Object position labeling entries:
>> START

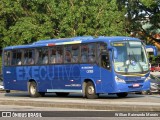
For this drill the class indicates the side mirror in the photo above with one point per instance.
(150, 48)
(114, 50)
(115, 53)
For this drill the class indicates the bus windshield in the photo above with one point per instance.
(131, 57)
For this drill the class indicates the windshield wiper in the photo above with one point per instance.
(138, 62)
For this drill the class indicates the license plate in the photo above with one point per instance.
(136, 85)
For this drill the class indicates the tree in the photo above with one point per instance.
(139, 14)
(26, 21)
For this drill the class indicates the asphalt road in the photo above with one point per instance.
(77, 107)
(132, 102)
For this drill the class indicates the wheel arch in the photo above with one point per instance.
(85, 83)
(29, 81)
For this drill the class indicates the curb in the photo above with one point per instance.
(108, 106)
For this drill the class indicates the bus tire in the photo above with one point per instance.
(122, 95)
(62, 94)
(90, 91)
(8, 91)
(33, 90)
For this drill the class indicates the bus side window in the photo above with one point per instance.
(19, 57)
(59, 54)
(28, 57)
(75, 53)
(52, 55)
(7, 58)
(84, 53)
(45, 56)
(14, 55)
(105, 61)
(92, 54)
(68, 54)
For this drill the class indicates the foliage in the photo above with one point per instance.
(26, 21)
(140, 13)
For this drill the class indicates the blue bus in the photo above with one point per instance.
(87, 65)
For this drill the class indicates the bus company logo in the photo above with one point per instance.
(6, 114)
(48, 72)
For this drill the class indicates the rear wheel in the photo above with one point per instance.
(62, 94)
(90, 91)
(8, 91)
(33, 90)
(122, 95)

>> END

▶ _Task statement_: Write out the records above exactly as they appear, leaving out any pictures.

▶ _Full answer_:
For this drill the class indicates the side mirror in the photo above with one point per instance.
(150, 48)
(114, 50)
(115, 53)
For this drill the class indicates the bus windshield in the photo above with one point per instance.
(131, 57)
For this drill the class indicates the windshield wiper in the photo above with one point per instance.
(138, 62)
For this drill the class indicates the license plate in the photo above with one point per instance.
(136, 85)
For this drill the class indicates the tree in the photo above with one point per instance.
(139, 14)
(26, 21)
For this drill the class indicates the asphalt road in the photo above with one point per instance.
(77, 107)
(132, 102)
For this drill the class indicates the wheel arch in the photo above with one point per instance.
(85, 83)
(29, 81)
For this drill the class indicates the curb in the photo above with one point per instance.
(108, 106)
For this drill the class indicates the bus tire in the photo above with one point per instance.
(122, 95)
(62, 94)
(90, 91)
(8, 91)
(33, 90)
For this drill the class indicates the bus side window in the photo above with one point per instance.
(19, 57)
(59, 54)
(28, 57)
(75, 53)
(52, 55)
(7, 58)
(84, 53)
(45, 56)
(14, 55)
(105, 61)
(92, 54)
(68, 54)
For this drill the class indicates the foliage in the photo above with one point per instance.
(26, 21)
(140, 13)
For this drill the class indicates the blue bus in the photo above with one point per instance.
(87, 65)
For this drill the class indicates the bus company logo in the photo above with one point per instance.
(6, 114)
(48, 72)
For this drill the class indicates the rear wheel in the photo above with one point per instance.
(62, 94)
(90, 91)
(8, 91)
(33, 90)
(122, 95)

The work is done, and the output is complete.